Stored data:

>>

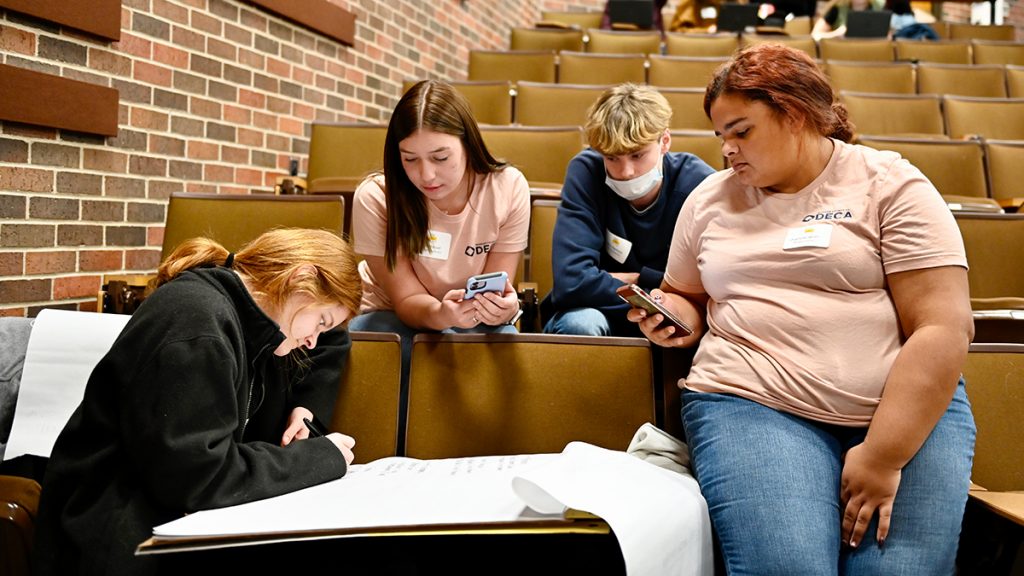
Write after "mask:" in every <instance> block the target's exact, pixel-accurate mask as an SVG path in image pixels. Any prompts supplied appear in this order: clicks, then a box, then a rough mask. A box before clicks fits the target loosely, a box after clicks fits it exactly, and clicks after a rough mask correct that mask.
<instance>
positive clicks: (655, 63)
mask: <svg viewBox="0 0 1024 576" xmlns="http://www.w3.org/2000/svg"><path fill="white" fill-rule="evenodd" d="M647 60H648V61H649V63H650V68H649V69H648V71H647V81H648V82H649V83H650V84H651V85H653V86H664V87H672V88H700V89H705V88H707V87H708V83H709V82H711V79H712V78H713V77H714V75H715V71H716V70H718V68H719V67H720V66H722V65H723V64H725V63H726V61H728V60H729V58H726V57H721V56H660V55H651V56H649V57H648V58H647Z"/></svg>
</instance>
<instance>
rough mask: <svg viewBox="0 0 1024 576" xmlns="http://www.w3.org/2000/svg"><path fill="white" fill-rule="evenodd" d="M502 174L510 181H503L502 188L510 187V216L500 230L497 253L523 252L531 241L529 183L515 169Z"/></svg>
mask: <svg viewBox="0 0 1024 576" xmlns="http://www.w3.org/2000/svg"><path fill="white" fill-rule="evenodd" d="M503 172H508V174H502V175H503V176H505V178H508V180H509V181H505V180H504V179H503V180H502V186H508V187H509V188H510V191H509V193H508V196H507V197H508V200H509V202H508V205H509V210H508V215H507V217H506V218H505V219H504V221H503V223H502V224H501V227H500V228H499V230H498V242H496V243H495V247H494V250H495V251H496V252H521V251H523V250H525V249H526V244H527V242H528V239H529V183H527V182H526V177H525V176H523V175H522V172H520V171H519V170H517V169H515V168H505V170H503Z"/></svg>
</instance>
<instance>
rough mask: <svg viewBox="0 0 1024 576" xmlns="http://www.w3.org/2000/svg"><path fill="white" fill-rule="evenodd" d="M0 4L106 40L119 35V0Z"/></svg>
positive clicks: (27, 0) (1, 0) (116, 38)
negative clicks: (83, 31)
mask: <svg viewBox="0 0 1024 576" xmlns="http://www.w3.org/2000/svg"><path fill="white" fill-rule="evenodd" d="M0 7H2V8H10V9H11V10H14V11H17V12H23V13H26V14H29V15H32V16H36V17H39V18H43V19H45V20H49V22H54V23H57V24H59V25H62V26H68V27H71V28H75V29H78V30H83V31H85V32H88V33H90V34H95V35H96V36H99V37H100V38H106V39H109V40H115V41H117V40H120V39H121V0H0Z"/></svg>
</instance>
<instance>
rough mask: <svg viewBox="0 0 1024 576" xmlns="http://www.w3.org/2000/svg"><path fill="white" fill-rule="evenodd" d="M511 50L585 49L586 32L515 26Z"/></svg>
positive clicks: (577, 49) (546, 28) (574, 49)
mask: <svg viewBox="0 0 1024 576" xmlns="http://www.w3.org/2000/svg"><path fill="white" fill-rule="evenodd" d="M509 49H510V50H554V51H556V52H557V51H560V50H574V51H583V49H584V32H583V31H582V30H573V29H570V28H568V29H557V28H513V29H512V31H511V32H510V40H509Z"/></svg>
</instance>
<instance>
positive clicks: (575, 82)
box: [558, 50, 647, 85]
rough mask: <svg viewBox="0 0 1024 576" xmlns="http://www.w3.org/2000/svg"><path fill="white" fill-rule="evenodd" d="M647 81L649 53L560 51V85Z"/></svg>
mask: <svg viewBox="0 0 1024 576" xmlns="http://www.w3.org/2000/svg"><path fill="white" fill-rule="evenodd" d="M646 81H647V56H645V55H644V54H641V53H632V54H628V53H591V52H569V51H565V50H563V51H562V52H561V53H559V54H558V82H559V83H560V84H602V85H607V84H622V83H623V82H633V83H635V84H643V83H645V82H646Z"/></svg>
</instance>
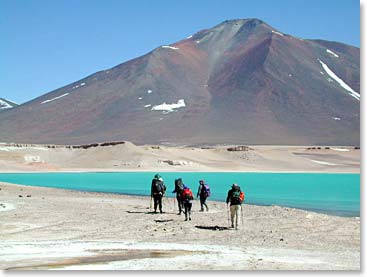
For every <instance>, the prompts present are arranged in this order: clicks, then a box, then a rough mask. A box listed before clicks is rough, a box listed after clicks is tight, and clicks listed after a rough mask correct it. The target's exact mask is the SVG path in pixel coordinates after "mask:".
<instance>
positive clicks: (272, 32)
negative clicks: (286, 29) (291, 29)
mask: <svg viewBox="0 0 367 277" xmlns="http://www.w3.org/2000/svg"><path fill="white" fill-rule="evenodd" d="M271 32H272V33H274V34H277V35H280V36H284V34H282V33H279V32H277V31H274V30H271Z"/></svg>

<<

EXERCISE DETAILS =>
Rewrite all the records above, swapping "rough mask" for "coarse mask" everywhere and changing nothing else. Leave the pictures out of your answer.

COMPLETED EXERCISE =>
Write after "mask:" in every <instance> block the target's exact, pixel-accurate mask as an SVG path in image pixels. Any prompts supplied appear in this order: clicks, then a box, then a coarse mask. A box before clicks fits the target loosely, a box after clicks fits it exactly, and clicks after a coarse mask correct that mask.
<instance>
positive clicks: (655, 63)
mask: <svg viewBox="0 0 1024 576" xmlns="http://www.w3.org/2000/svg"><path fill="white" fill-rule="evenodd" d="M647 60H648V61H649V63H650V68H649V69H648V71H647V81H648V82H649V83H650V84H651V85H653V86H664V87H672V88H700V89H705V88H707V87H708V83H709V82H711V79H712V78H713V77H714V75H715V71H716V70H718V68H719V67H720V66H722V65H723V64H725V63H726V61H728V60H729V58H726V57H721V56H660V55H651V56H649V57H648V58H647Z"/></svg>
</instance>
<instance>
coarse mask: <svg viewBox="0 0 1024 576" xmlns="http://www.w3.org/2000/svg"><path fill="white" fill-rule="evenodd" d="M502 174L510 181H503L502 188L510 187V216L500 230L497 253L523 252L531 241L529 183L515 169Z"/></svg>
mask: <svg viewBox="0 0 1024 576" xmlns="http://www.w3.org/2000/svg"><path fill="white" fill-rule="evenodd" d="M503 172H508V174H502V175H503V176H505V178H508V180H509V181H505V180H504V179H503V180H502V186H508V187H509V188H510V191H509V193H508V196H507V197H508V200H509V202H508V205H509V210H508V215H507V217H506V218H505V219H504V221H503V223H502V224H501V227H500V228H499V230H498V242H496V243H495V247H494V250H495V251H496V252H521V251H523V250H525V249H526V244H527V242H528V239H529V183H527V182H526V177H525V176H523V175H522V172H520V171H519V170H517V169H515V168H505V170H503Z"/></svg>
</instance>
<instance>
coarse mask: <svg viewBox="0 0 1024 576" xmlns="http://www.w3.org/2000/svg"><path fill="white" fill-rule="evenodd" d="M0 4L106 40L119 35V0Z"/></svg>
positive clicks: (27, 0) (1, 0) (116, 38)
negative clicks: (83, 31)
mask: <svg viewBox="0 0 1024 576" xmlns="http://www.w3.org/2000/svg"><path fill="white" fill-rule="evenodd" d="M0 7H2V8H10V9H11V10H14V11H17V12H23V13H26V14H29V15H32V16H36V17H39V18H43V19H45V20H49V22H54V23H57V24H59V25H62V26H68V27H71V28H75V29H78V30H83V31H85V32H88V33H90V34H95V35H96V36H99V37H100V38H106V39H109V40H115V41H117V40H120V39H121V0H0Z"/></svg>
</instance>
<instance>
coarse mask: <svg viewBox="0 0 1024 576" xmlns="http://www.w3.org/2000/svg"><path fill="white" fill-rule="evenodd" d="M511 50L585 49L586 32L515 26Z"/></svg>
positive clicks: (577, 49) (546, 28) (574, 49)
mask: <svg viewBox="0 0 1024 576" xmlns="http://www.w3.org/2000/svg"><path fill="white" fill-rule="evenodd" d="M509 49H510V50H554V51H556V52H557V51H560V50H574V51H583V49H584V32H583V31H582V30H573V29H570V28H568V29H557V28H513V29H512V31H511V32H510V40H509Z"/></svg>
</instance>
<instance>
positive clicks: (575, 82)
box: [558, 50, 647, 85]
coarse mask: <svg viewBox="0 0 1024 576" xmlns="http://www.w3.org/2000/svg"><path fill="white" fill-rule="evenodd" d="M647 81L649 53L560 51V85Z"/></svg>
mask: <svg viewBox="0 0 1024 576" xmlns="http://www.w3.org/2000/svg"><path fill="white" fill-rule="evenodd" d="M646 81H647V56H645V55H644V54H641V53H632V54H628V53H591V52H569V51H565V50H563V51H562V52H561V53H559V54H558V82H559V83H560V84H602V85H607V84H622V83H623V82H633V83H635V84H643V83H645V82H646Z"/></svg>
</instance>
For every <instance>, the prompts present are arranged in this order: clicks, then a box, then a coarse mask. A box listed before clicks is rough, a box listed after clicks is tight, and clicks listed after a coarse mask correct it. The target's exact mask is the SVG path in pixel coordinates after "mask:".
<instance>
positive clicks: (272, 32)
negative clicks: (286, 29) (291, 29)
mask: <svg viewBox="0 0 367 277" xmlns="http://www.w3.org/2000/svg"><path fill="white" fill-rule="evenodd" d="M271 32H272V33H274V34H277V35H280V36H284V34H282V33H279V32H277V31H274V30H271Z"/></svg>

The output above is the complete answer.